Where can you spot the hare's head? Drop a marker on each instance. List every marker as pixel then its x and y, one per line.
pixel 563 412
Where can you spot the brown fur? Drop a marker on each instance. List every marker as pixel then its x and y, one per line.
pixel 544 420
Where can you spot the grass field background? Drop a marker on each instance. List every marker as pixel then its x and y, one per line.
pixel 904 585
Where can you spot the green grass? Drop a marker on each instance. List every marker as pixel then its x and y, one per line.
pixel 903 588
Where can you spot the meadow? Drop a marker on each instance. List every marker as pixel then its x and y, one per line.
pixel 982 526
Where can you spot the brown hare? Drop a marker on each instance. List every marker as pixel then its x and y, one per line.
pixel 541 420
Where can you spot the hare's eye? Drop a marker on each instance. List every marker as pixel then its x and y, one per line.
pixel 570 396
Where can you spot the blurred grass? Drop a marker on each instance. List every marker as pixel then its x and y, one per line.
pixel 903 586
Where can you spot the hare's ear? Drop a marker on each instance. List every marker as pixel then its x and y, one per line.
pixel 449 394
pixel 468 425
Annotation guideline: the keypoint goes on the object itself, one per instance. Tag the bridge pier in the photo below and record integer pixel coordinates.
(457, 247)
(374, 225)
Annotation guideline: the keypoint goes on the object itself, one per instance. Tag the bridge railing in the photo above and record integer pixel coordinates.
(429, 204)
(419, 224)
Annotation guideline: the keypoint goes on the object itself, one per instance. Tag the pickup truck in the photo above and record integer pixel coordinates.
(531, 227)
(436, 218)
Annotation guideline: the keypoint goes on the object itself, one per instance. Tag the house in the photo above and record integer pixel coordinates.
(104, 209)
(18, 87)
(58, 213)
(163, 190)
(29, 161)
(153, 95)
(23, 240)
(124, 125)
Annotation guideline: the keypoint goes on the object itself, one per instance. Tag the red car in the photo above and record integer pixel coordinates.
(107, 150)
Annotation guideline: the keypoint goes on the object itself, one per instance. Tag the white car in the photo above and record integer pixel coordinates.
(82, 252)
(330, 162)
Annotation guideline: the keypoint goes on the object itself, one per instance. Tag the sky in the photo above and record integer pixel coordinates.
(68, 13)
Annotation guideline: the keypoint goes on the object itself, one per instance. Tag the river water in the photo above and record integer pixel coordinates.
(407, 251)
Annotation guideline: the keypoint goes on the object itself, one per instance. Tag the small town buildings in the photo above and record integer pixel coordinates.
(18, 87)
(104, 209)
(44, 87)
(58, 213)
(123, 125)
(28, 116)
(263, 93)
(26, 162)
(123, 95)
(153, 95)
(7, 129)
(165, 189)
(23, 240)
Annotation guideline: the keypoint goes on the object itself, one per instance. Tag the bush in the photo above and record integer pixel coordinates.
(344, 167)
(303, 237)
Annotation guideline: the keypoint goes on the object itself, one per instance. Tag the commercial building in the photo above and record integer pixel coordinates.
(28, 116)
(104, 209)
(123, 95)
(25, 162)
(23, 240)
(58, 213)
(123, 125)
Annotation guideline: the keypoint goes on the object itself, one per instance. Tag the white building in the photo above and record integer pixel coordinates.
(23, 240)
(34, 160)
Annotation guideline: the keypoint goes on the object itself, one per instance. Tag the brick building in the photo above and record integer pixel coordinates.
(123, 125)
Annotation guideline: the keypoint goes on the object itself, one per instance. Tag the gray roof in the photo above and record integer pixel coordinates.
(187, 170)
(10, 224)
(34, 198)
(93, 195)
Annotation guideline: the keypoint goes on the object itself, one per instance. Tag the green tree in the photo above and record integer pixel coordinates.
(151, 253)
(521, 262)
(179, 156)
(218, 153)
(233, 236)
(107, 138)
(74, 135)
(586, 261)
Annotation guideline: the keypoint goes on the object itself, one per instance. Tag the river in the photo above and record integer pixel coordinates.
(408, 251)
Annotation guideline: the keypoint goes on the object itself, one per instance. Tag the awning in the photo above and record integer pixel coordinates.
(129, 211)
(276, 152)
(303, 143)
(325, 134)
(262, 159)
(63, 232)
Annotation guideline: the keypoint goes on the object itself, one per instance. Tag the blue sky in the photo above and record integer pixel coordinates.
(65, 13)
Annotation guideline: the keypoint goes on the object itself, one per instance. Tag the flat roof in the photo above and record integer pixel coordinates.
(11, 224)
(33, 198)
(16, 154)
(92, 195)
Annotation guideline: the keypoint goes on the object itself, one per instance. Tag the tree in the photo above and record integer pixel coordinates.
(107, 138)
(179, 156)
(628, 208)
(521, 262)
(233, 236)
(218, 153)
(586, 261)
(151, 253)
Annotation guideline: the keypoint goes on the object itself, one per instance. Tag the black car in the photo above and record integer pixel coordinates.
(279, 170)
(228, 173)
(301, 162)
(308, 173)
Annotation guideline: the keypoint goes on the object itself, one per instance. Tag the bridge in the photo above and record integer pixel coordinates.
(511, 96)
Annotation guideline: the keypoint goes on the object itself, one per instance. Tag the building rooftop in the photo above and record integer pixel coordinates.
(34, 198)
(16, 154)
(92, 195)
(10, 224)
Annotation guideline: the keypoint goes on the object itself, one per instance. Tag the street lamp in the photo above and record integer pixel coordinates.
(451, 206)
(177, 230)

What to work on:
Restate all of the material, keeping every word intact.

Exercise result:
Where can you spot the hare's head? Drop a marker on each instance. List every marker as pixel then its x and y, one per line.
pixel 563 412
Where can you spot the brown fur? Drop a marker on each instance. List every marker as pixel then its x and y, one per line.
pixel 544 420
Where can you spot the grass field background? Drop a marker on each instance. List every marker as pixel then its x and y, one per line.
pixel 904 585
Where can you spot the green grass? Drop a marker on each instance. List every marker as pixel then its x and y, one per line.
pixel 903 588
Where can you spot the meadow? Drop a marker on each instance. List every marker as pixel then its x and y, one per line.
pixel 982 526
Where can you spot the brown hare? Drop a marker on each instance. List every marker as pixel then its x and y, one per line.
pixel 541 420
Where can you spot the hare's eye? Drop a marker on each instance. List every marker as pixel then its x and y, one per line.
pixel 570 396
Where can you spot the blurred grass? Drop a marker on each instance. List every marker as pixel then its x and y, one per line.
pixel 903 586
Where can you spot the hare's ear? Drop a marker on each instance. List every marker as pixel then its x and y, one per line.
pixel 449 394
pixel 468 425
Annotation guideline: the keypoint goes on the object itself, one per instance. Tag the bridge pier in the photo below and record integer pixel coordinates.
(457, 247)
(374, 225)
Annotation guideline: the keypoint goes on the object itself, one per instance. Tag the bridge railing in the photo above and record integer pixel coordinates.
(429, 204)
(419, 224)
Annotation guideline: the keypoint goes on the object itself, one per instance. Tag the pickup truck in the photo above and record integer pixel coordinates.
(531, 227)
(436, 218)
Annotation guideline: the keypoint goes on the object itself, one per instance. Tag the house in the photo above and record integer pixel coordinates.
(104, 209)
(18, 87)
(58, 213)
(163, 190)
(29, 161)
(153, 95)
(23, 240)
(124, 125)
Annotation guideline: the keypoint goes on the object itself, one per instance. Tag the red car in the photo above and record integer pixel coordinates.
(107, 150)
Annotation guideline: the keypoint goes on the object itself, one per instance. Tag the white car in the photo above and record integer pixel coordinates.
(82, 252)
(330, 162)
Annotation guideline: the keypoint goes on the object itself, one per instance. Tag the sky in the photo above and record integer pixel coordinates.
(68, 13)
Annotation guideline: the keypoint goes on the object itself, one per instance. Tag the river water in the photo above and record integer pixel coordinates.
(407, 251)
Annotation guideline: the keypoint goes on the object itself, one per instance. Tag the small town buildings in the photo above and record integer pixel coordinates.
(18, 87)
(104, 209)
(44, 87)
(58, 213)
(123, 125)
(28, 116)
(263, 93)
(26, 162)
(123, 95)
(153, 95)
(7, 129)
(165, 189)
(23, 240)
Annotation guideline: the keypoint goes on the object itself, one per instance. Tag the bush in the photo above and record integer pixel coordinates.
(344, 167)
(303, 237)
Annotation guideline: the keypoint goes on the object itself, one per instance. Tag the commercial building in the photo above and record integer pixel coordinates.
(28, 116)
(104, 209)
(123, 95)
(25, 162)
(23, 240)
(58, 213)
(123, 125)
Annotation guideline: the keypoint goes on the object itself, one per instance. Tag the white building in the photo above and record integer pixel coordinates.
(23, 240)
(34, 160)
Annotation guideline: the keypoint goes on the object itself, one per instance. Tag the brick building in the photo above and record integer pixel coordinates.
(123, 125)
Annotation guideline: the keypoint goes on the object itself, one per instance. Tag the gray roof in the photo above and record integer pixel coordinates.
(187, 170)
(10, 224)
(34, 198)
(93, 195)
Annotation guideline: the keypoint goes on the object itself, one per instance. Tag the green tree in the photo above and record integer pixel coordinates.
(151, 253)
(521, 262)
(179, 156)
(218, 153)
(233, 236)
(107, 138)
(74, 135)
(586, 261)
Annotation guideline: the keypoint goes on the object itself, one per instance. Tag the river in the photo above and record integer pixel coordinates.
(408, 251)
Annotation guideline: the keypoint goes on the object itself, one per instance. Tag the awning in the photo above and record integer pixel coordinates.
(129, 211)
(276, 152)
(303, 143)
(325, 134)
(262, 159)
(63, 232)
Annotation guideline: the keypoint goes on the object itself, one per instance. Tag the blue sky in the photo above and record integer pixel coordinates.
(65, 13)
Annotation guideline: the keypoint goes on the object itself, one per instance. Tag the flat roof in the photo above and record integer pixel coordinates.
(11, 224)
(33, 198)
(16, 154)
(92, 195)
Annotation guideline: the keypoint goes on the object itself, one per instance. Tag the tree in the photo above and record integer pixel coordinates.
(107, 138)
(179, 156)
(628, 208)
(521, 262)
(233, 236)
(218, 153)
(586, 261)
(151, 253)
Annotation guideline: the keypoint goes on the object itself, one per instance. Tag the black car in the photo above and record integer pixel coordinates.
(279, 170)
(228, 173)
(301, 162)
(308, 173)
Annotation guideline: the keypoint goes on the object itself, one per instance. Tag the bridge in the photo above and record integer pixel coordinates.
(511, 96)
Annotation guideline: the keypoint goes on the object itself, one per instance. Tag the building rooftop in the photo above and record integer pixel coordinates.
(34, 198)
(16, 154)
(92, 195)
(10, 224)
Annotation guideline: the keypoint goes on the object itself, one per instance. Tag the street lamp in the photo above and record integer pixel coordinates.
(451, 206)
(177, 230)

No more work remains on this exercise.